**Texto fornecido**
Aftin Noor se afastou das pequenas covas que estava cavando e olhou seu trabalho. Exausto, ele jogou suas mãos para o alto, encarando o sol incansável do meio-dia, e pediu uma resposta para Deus. "Eu fiz três covas para crianças esta manhã", contou com uma voz falhada, encharcado em suor. "E já cavei outras 20 esse mês. Por quê?"  

A resposta imediata é cólera. A doença transmitida pela água está se alastrando pelos acampamentos de refugiados espalhados pela cidade, onde estão pessoas que fugiram de seus vilarejos por conta de uma seca perversa. Mas grandes temporais deixaram poças fétidas, aumentado a velocidade de propagação da doença. Como um predador desesperado, a cólera com frequência escolhe os alvos mais fracos: as crianças. 

A seca e a fome trouxeram cerca de 160 mil pessoas do interior para Baidoa. Eles vieram para se salvar de uma inanição quase certa. Mas o aparecimento da cólera está trazendo morte para espaços de refúgio.

**Atividade**
Transcreva na íntegra o texto sobre a cólera nos acampamentos de Baidoa, sem mudar nenhuma palavra.

**Listagem de dados**
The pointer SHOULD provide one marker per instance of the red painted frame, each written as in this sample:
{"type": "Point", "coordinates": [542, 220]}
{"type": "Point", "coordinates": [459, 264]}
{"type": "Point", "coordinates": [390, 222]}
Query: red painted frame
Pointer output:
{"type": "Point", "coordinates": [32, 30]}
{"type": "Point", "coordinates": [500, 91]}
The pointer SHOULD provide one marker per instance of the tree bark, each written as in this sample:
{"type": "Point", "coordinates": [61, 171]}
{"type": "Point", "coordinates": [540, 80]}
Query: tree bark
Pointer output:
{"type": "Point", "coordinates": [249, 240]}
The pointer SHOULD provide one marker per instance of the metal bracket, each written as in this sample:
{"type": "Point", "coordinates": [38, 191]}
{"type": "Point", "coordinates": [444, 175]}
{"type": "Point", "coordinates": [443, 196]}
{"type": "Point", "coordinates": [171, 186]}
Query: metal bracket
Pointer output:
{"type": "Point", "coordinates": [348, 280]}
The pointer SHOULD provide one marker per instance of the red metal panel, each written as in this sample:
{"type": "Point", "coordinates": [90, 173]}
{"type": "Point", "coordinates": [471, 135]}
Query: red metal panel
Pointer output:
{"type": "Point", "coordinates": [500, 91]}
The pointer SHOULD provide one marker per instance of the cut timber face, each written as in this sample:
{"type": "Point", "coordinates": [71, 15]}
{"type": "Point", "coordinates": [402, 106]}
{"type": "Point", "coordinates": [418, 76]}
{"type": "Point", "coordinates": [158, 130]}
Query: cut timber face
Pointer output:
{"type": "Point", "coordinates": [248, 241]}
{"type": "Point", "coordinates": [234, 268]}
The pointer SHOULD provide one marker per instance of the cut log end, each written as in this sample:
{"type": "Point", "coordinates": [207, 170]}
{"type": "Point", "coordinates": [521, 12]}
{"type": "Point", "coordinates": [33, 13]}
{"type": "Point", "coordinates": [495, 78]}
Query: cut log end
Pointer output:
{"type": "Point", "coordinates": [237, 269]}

**Solução do exercício**
Aftin Noor se afastou das pequenas covas que estava cavando e olhou seu trabalho. Exausto, ele jogou suas mãos para o alto, encarando o sol incansável do meio-dia, e pediu uma resposta para Deus. "Eu fiz três covas para crianças esta manhã", contou com uma voz falhada, encharcado em suor. "E já cavei outras 20 esse mês. Por quê?"  

A resposta imediata é cólera. A doença transmitida pela água está se alastrando pelos acampamentos de refugiados espalhados pela cidade, onde estão pessoas que fugiram de seus vilarejos por conta de uma seca perversa. Mas grandes temporais deixaram poças fétidas, aumentado a velocidade de propagação da doença. Como um predador desesperado, a cólera com frequência escolhe os alvos mais fracos: as crianças. 

A seca e a fome trouxeram cerca de 160 mil pessoas do interior para Baidoa. Eles vieram para se salvar de uma inanição quase certa. Mas o aparecimento da cólera está trazendo morte para espaços de refúgio.